▶ [Given passage]
— Start —

One thing I have found over the couple of times where I have dabbled in reversing, is a common learning strategy for newbies is to get straight into trying crackmes without having a basic understanding of what the hell they’re doing. Guided by poorly written “tuts” or tutorials, often sprinkled liberally with shocking spelling, the tendancy is to try to glean information from seeing it done. From a random sampling of tutorials found on www.crackmes.de and other places I have found a very large portion of them do not fully explain what is going on and why the reverser chose to put the breakpoint where he/she did. For example, things like: “I put a brake pnt ther becoz my spidy sense told me to lol, u will haf to figar out why 4 urself” happens supprisingly often. Alternatively the tutorial writer doesn’t write a tutorial, merely posts the answer without any guidance on how to arrive at it. This is fine if you have some experience, but for a newbie it can certainly be frustrating, resulting the newbie being able to at best go through the motions layed out in the tutorial but without understanding what is being done. Don’t get me wrong, there are some exelent tutorials out there, written by people who care that people are reading and following allong, but they are few and far between.

— End —

▶ [Parts of the exercise]
1. Please list each shortcoming of tutorials that the passage on learning reversing describes.
2. Decide whether each statement below agrees with the passage on learning reversing, and back each yes or no with the deciding words from it.
(a) Most of the tutorials the writer sampled fully explain why a breakpoint was placed where it was.
(b) The writer considers a posted answer without guidance acceptable for someone with some experience.
(c) The writer claims that no excellent tutorials exist.

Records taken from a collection
— Start —

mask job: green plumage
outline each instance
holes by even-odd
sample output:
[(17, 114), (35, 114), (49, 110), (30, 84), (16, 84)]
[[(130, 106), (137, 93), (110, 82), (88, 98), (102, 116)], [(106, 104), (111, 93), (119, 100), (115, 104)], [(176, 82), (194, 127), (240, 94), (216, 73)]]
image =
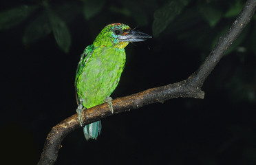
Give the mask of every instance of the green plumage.
[[(136, 42), (149, 37), (136, 32), (137, 36), (140, 34), (138, 39), (131, 32), (134, 32), (126, 25), (110, 24), (101, 31), (92, 45), (85, 48), (75, 80), (78, 104), (82, 103), (83, 107), (89, 109), (102, 104), (116, 89), (125, 63), (125, 47), (131, 39)], [(100, 121), (85, 126), (86, 139), (96, 139), (100, 129)]]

— End —

▶ [Answer list]
1.
- They are poorly written.
- They are "often sprinkled liberally with shocking spelling."
- They "do not fully explain what is going on and why the reverser chose to put the breakpoint where he/she did."
- The writer "merely posts the answer without any guidance on how to arrive at it."

2.
(a) No: "I have found a very large portion of them do not fully explain what is going on and why the reverser chose to put the breakpoint where he/she did."
(b) Yes: "This is fine if you have some experience"
(c) No: "there are some exelent tutorials out there"